*Quoted text:*
>> Start

7.4 Stock Grants. Stock Grants shall be awarded solely in recognition of significant contributions to the success of the Company or its Affiliates, in lieu of compensation otherwise already due and in such other limited circumstances as the Committee deems appropriate. Stock Grants shall be made without forfeiture conditions of any kind.
7.5 Awards to Participants Outside the United States. The Committee may modify the terms of any Award under the Plan granted to a Participant who is, at the time of grant or during the term of the Award, resident or primarily employed outside of the United States in any manner deemed by the Committee to be necessary or appropriate in order that the Award shall conform to laws, regulations, and customs of the country in which the Participant is then resident or primarily employed, or so that the value and other benefits of the Award to the Participant, as affected by foreign tax laws and other restrictions applicable as a result of the Participants residence or employment abroad, shall be comparable to the value of such an Award to a Participant who is resident or primarily employed in the United States. An Award may be modified under this Section 7.5 in a manner that is inconsistent with the express terms of the Plan, so long as such modifications will not contravene any applicable law or regulation.

>> End

*Data section:*
>> Start

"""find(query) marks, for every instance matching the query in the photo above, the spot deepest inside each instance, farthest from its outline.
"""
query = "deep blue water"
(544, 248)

>> End

*What to do:*
(1) In the stock plan excerpt, what kind of conditions are Stock Grants made without?
(2) Revise the stock plan excerpt by writing out the stretch from "7.4 Stock Grants." through "of any kind." again, with "significant contributions" changed to "notable contributions".
(3) Pick up the stock plan excerpt after its last sentence and carry it forward.

*The results:*
(1) Forfeiture conditions of any kind.

(2)
7.4 Stock Grants. Stock Grants shall be awarded solely in recognition of notable contributions to the success of the Company or its Affiliates, in lieu of compensation otherwise already due and in such other limited circumstances as the Committee deems appropriate. Stock Grants shall be made without forfeiture conditions of any kind.

(3)
8. Adjustment Provisions
8.1 Adjustment for Corporate Actions. All of the share numbers set forth in the Plan reflect the capital structure of the Company as of May 4, 2005. Subject to Section 8.2, if subsequent to that date the outstanding shares of Common Stock (or any other securities covered by the Plan by reason of the prior application of this Section) are increased, decreased, or exchanged for a different number or kind of shares or other securities, or if additional shares or new or different shares or other securities are distributed with respect to shares of Common Stock or other securities, through merger, consolidation, sale of all or substantially all the property of the Company, reorganization, recapitalization, reclassification, stock dividend, stock split, reverse stock split, or other distribution with respect to such shares of Common Stock, or other securities, an appropriate and proportionate adjustment will be made in (i) the maximum numbers and kinds of shares provided in Sections 4 and 6, (ii) the numbers and kinds of shares or other securities subject to the then outstanding Awards, (iii) the exercise or hurdle price for each share or other unit of any other securities subject to then outstanding Options or Stock Appreciation Rights (without change in the aggregate purchase price as to which such Options or Stock Appreciation Rights remain exercisable), and (iv) the repurchase price of each share of Restricted Stock then subject to a Risk of Forfeiture in the form of a Company repurchase right.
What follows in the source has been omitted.